▸ **Task directions**
Turn the records below into a Markdown table with the columns Row and Record line, taking only the lines from the one that contains "Can you find the terracotta" up to and including the last line of the records. Number the rows in order and leave out any blank lines.

▸ **Records supplied**

----

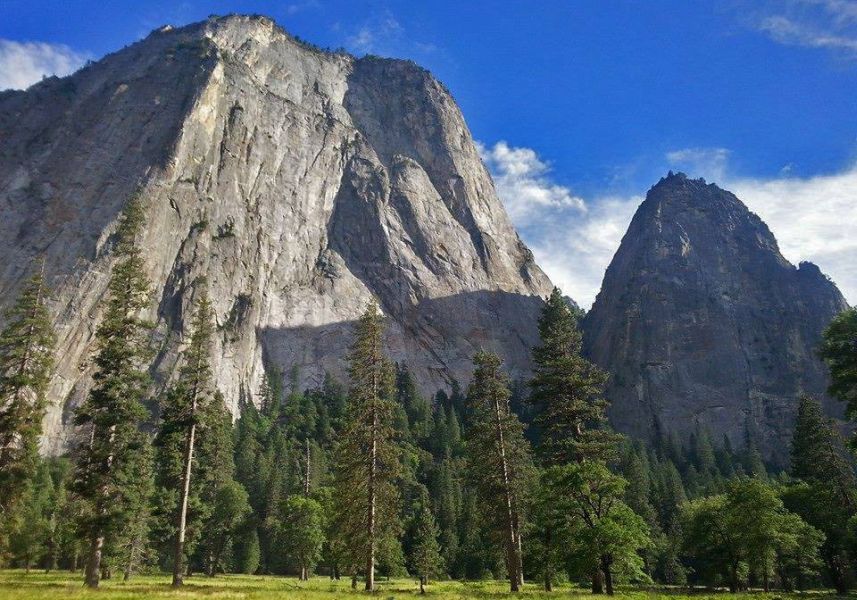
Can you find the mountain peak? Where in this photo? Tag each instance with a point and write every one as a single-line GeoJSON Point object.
{"type": "Point", "coordinates": [298, 183]}
{"type": "Point", "coordinates": [703, 323]}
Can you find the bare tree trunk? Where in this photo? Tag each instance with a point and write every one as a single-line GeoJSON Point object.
{"type": "Point", "coordinates": [178, 554]}
{"type": "Point", "coordinates": [93, 563]}
{"type": "Point", "coordinates": [370, 513]}
{"type": "Point", "coordinates": [597, 582]}
{"type": "Point", "coordinates": [306, 474]}
{"type": "Point", "coordinates": [608, 574]}
{"type": "Point", "coordinates": [513, 558]}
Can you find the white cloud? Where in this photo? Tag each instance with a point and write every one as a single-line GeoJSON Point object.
{"type": "Point", "coordinates": [827, 24]}
{"type": "Point", "coordinates": [379, 35]}
{"type": "Point", "coordinates": [813, 219]}
{"type": "Point", "coordinates": [24, 63]}
{"type": "Point", "coordinates": [576, 250]}
{"type": "Point", "coordinates": [708, 162]}
{"type": "Point", "coordinates": [574, 239]}
{"type": "Point", "coordinates": [523, 182]}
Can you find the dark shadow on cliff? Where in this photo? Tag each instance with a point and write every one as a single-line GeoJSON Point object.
{"type": "Point", "coordinates": [437, 338]}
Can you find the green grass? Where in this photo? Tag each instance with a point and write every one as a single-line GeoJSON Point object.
{"type": "Point", "coordinates": [68, 586]}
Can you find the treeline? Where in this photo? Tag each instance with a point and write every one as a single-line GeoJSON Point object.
{"type": "Point", "coordinates": [515, 480]}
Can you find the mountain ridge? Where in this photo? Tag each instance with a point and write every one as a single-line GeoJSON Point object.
{"type": "Point", "coordinates": [703, 323]}
{"type": "Point", "coordinates": [299, 183]}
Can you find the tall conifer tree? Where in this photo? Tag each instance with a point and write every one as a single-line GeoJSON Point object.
{"type": "Point", "coordinates": [498, 458]}
{"type": "Point", "coordinates": [367, 458]}
{"type": "Point", "coordinates": [113, 410]}
{"type": "Point", "coordinates": [189, 402]}
{"type": "Point", "coordinates": [26, 358]}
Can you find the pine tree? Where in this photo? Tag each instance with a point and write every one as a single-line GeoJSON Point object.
{"type": "Point", "coordinates": [114, 409]}
{"type": "Point", "coordinates": [182, 420]}
{"type": "Point", "coordinates": [427, 561]}
{"type": "Point", "coordinates": [367, 459]}
{"type": "Point", "coordinates": [827, 491]}
{"type": "Point", "coordinates": [498, 458]}
{"type": "Point", "coordinates": [26, 358]}
{"type": "Point", "coordinates": [566, 391]}
{"type": "Point", "coordinates": [839, 351]}
{"type": "Point", "coordinates": [301, 532]}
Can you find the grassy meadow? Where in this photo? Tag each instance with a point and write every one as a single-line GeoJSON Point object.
{"type": "Point", "coordinates": [38, 585]}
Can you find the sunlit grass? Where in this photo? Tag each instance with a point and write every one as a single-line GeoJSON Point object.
{"type": "Point", "coordinates": [68, 586]}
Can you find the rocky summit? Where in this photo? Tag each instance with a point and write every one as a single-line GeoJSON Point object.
{"type": "Point", "coordinates": [703, 324]}
{"type": "Point", "coordinates": [298, 183]}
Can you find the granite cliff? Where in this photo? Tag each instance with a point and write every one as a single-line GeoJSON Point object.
{"type": "Point", "coordinates": [703, 323]}
{"type": "Point", "coordinates": [300, 183]}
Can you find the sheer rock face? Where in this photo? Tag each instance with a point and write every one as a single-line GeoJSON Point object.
{"type": "Point", "coordinates": [702, 322]}
{"type": "Point", "coordinates": [299, 183]}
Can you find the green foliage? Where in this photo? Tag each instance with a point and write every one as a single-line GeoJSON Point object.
{"type": "Point", "coordinates": [839, 350]}
{"type": "Point", "coordinates": [301, 532]}
{"type": "Point", "coordinates": [499, 465]}
{"type": "Point", "coordinates": [747, 530]}
{"type": "Point", "coordinates": [426, 561]}
{"type": "Point", "coordinates": [825, 495]}
{"type": "Point", "coordinates": [606, 533]}
{"type": "Point", "coordinates": [113, 411]}
{"type": "Point", "coordinates": [566, 391]}
{"type": "Point", "coordinates": [367, 460]}
{"type": "Point", "coordinates": [26, 359]}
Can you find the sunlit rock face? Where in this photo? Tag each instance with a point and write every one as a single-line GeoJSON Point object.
{"type": "Point", "coordinates": [703, 323]}
{"type": "Point", "coordinates": [299, 183]}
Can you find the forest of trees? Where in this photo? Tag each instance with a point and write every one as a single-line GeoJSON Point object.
{"type": "Point", "coordinates": [515, 480]}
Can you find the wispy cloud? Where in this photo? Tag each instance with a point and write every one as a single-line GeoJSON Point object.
{"type": "Point", "coordinates": [574, 239]}
{"type": "Point", "coordinates": [825, 24]}
{"type": "Point", "coordinates": [523, 181]}
{"type": "Point", "coordinates": [708, 162]}
{"type": "Point", "coordinates": [296, 7]}
{"type": "Point", "coordinates": [24, 63]}
{"type": "Point", "coordinates": [379, 35]}
{"type": "Point", "coordinates": [812, 218]}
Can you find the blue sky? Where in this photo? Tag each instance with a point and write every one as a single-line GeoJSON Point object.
{"type": "Point", "coordinates": [579, 106]}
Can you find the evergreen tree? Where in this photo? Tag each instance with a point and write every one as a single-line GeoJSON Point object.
{"type": "Point", "coordinates": [498, 459]}
{"type": "Point", "coordinates": [827, 492]}
{"type": "Point", "coordinates": [426, 561]}
{"type": "Point", "coordinates": [839, 350]}
{"type": "Point", "coordinates": [26, 358]}
{"type": "Point", "coordinates": [229, 514]}
{"type": "Point", "coordinates": [367, 458]}
{"type": "Point", "coordinates": [566, 390]}
{"type": "Point", "coordinates": [302, 532]}
{"type": "Point", "coordinates": [187, 404]}
{"type": "Point", "coordinates": [113, 410]}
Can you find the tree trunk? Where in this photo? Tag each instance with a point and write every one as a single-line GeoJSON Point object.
{"type": "Point", "coordinates": [597, 582]}
{"type": "Point", "coordinates": [178, 554]}
{"type": "Point", "coordinates": [93, 563]}
{"type": "Point", "coordinates": [733, 579]}
{"type": "Point", "coordinates": [513, 558]}
{"type": "Point", "coordinates": [370, 512]}
{"type": "Point", "coordinates": [306, 474]}
{"type": "Point", "coordinates": [608, 574]}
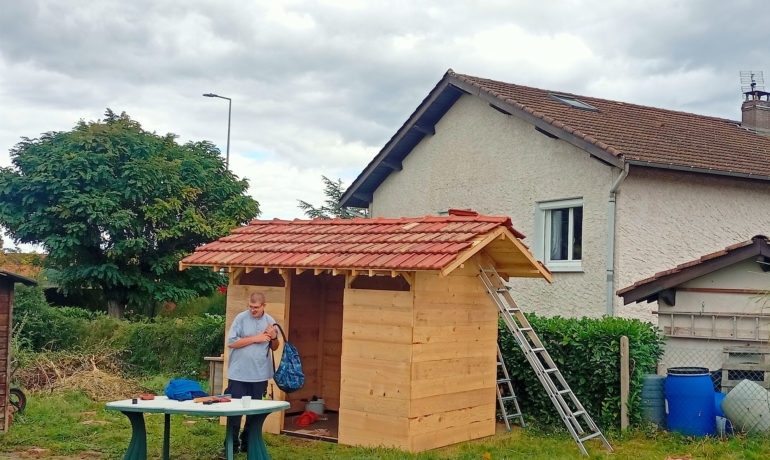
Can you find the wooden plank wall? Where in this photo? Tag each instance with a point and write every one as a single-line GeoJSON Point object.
{"type": "Point", "coordinates": [454, 362]}
{"type": "Point", "coordinates": [331, 343]}
{"type": "Point", "coordinates": [307, 314]}
{"type": "Point", "coordinates": [6, 313]}
{"type": "Point", "coordinates": [375, 368]}
{"type": "Point", "coordinates": [277, 301]}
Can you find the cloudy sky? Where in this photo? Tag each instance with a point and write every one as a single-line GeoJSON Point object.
{"type": "Point", "coordinates": [319, 87]}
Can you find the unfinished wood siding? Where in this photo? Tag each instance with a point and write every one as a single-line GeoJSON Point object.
{"type": "Point", "coordinates": [454, 362]}
{"type": "Point", "coordinates": [277, 306]}
{"type": "Point", "coordinates": [376, 368]}
{"type": "Point", "coordinates": [306, 314]}
{"type": "Point", "coordinates": [331, 344]}
{"type": "Point", "coordinates": [6, 313]}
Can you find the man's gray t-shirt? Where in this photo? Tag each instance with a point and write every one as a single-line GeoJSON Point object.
{"type": "Point", "coordinates": [251, 363]}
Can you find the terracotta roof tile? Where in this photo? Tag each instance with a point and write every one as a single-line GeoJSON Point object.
{"type": "Point", "coordinates": [641, 133]}
{"type": "Point", "coordinates": [428, 243]}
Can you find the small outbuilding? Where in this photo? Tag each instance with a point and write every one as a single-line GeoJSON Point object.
{"type": "Point", "coordinates": [396, 332]}
{"type": "Point", "coordinates": [713, 312]}
{"type": "Point", "coordinates": [7, 281]}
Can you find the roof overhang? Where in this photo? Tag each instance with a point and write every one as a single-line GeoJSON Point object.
{"type": "Point", "coordinates": [659, 285]}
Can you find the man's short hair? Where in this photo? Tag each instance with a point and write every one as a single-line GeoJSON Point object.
{"type": "Point", "coordinates": [257, 298]}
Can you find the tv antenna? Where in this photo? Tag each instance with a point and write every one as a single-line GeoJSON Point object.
{"type": "Point", "coordinates": [752, 83]}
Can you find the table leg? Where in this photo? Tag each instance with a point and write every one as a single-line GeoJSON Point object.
{"type": "Point", "coordinates": [166, 435]}
{"type": "Point", "coordinates": [257, 450]}
{"type": "Point", "coordinates": [229, 442]}
{"type": "Point", "coordinates": [137, 448]}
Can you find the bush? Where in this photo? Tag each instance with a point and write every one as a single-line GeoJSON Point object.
{"type": "Point", "coordinates": [173, 346]}
{"type": "Point", "coordinates": [40, 326]}
{"type": "Point", "coordinates": [587, 351]}
{"type": "Point", "coordinates": [199, 306]}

----

▸ **Task result**
| Row | Record line |
|---|---|
| 1 | Can you find the terracotta roof tile? Where in this photo? Tag each instance with a point and write every one as a single-line GeoJSON Point object. |
| 2 | {"type": "Point", "coordinates": [641, 133]} |
| 3 | {"type": "Point", "coordinates": [428, 243]} |
| 4 | Can you find the small outbuilding? Where in this photo? Tag each instance with a point and write every one as a single-line GeoJSON Point object. |
| 5 | {"type": "Point", "coordinates": [396, 332]} |
| 6 | {"type": "Point", "coordinates": [713, 312]} |
| 7 | {"type": "Point", "coordinates": [7, 281]} |
| 8 | Can you find the roof overhang? Where in this photo? Tag each instance with a point and write every one as a single-line GeoJSON Point object. |
| 9 | {"type": "Point", "coordinates": [659, 285]} |
| 10 | Can you find the man's short hair? Where in this photo? Tag each instance with a point and write every one as a single-line GeoJSON Point object. |
| 11 | {"type": "Point", "coordinates": [257, 298]} |
| 12 | Can you find the tv antenna? Where in this photo? Tag each instance with a point and write every one as a single-line GeoJSON Point object. |
| 13 | {"type": "Point", "coordinates": [752, 83]} |
| 14 | Can you find the table leg? Where in this photo? Tag each instance with a point and write every one as a single-line GeoJSON Point object. |
| 15 | {"type": "Point", "coordinates": [166, 435]} |
| 16 | {"type": "Point", "coordinates": [257, 450]} |
| 17 | {"type": "Point", "coordinates": [229, 442]} |
| 18 | {"type": "Point", "coordinates": [137, 448]} |
| 19 | Can you find the bush? Where in this photo? Tag each instance with a point and write every one as a single-line GeoJSON Point object. |
| 20 | {"type": "Point", "coordinates": [173, 346]} |
| 21 | {"type": "Point", "coordinates": [40, 326]} |
| 22 | {"type": "Point", "coordinates": [587, 351]} |
| 23 | {"type": "Point", "coordinates": [199, 306]} |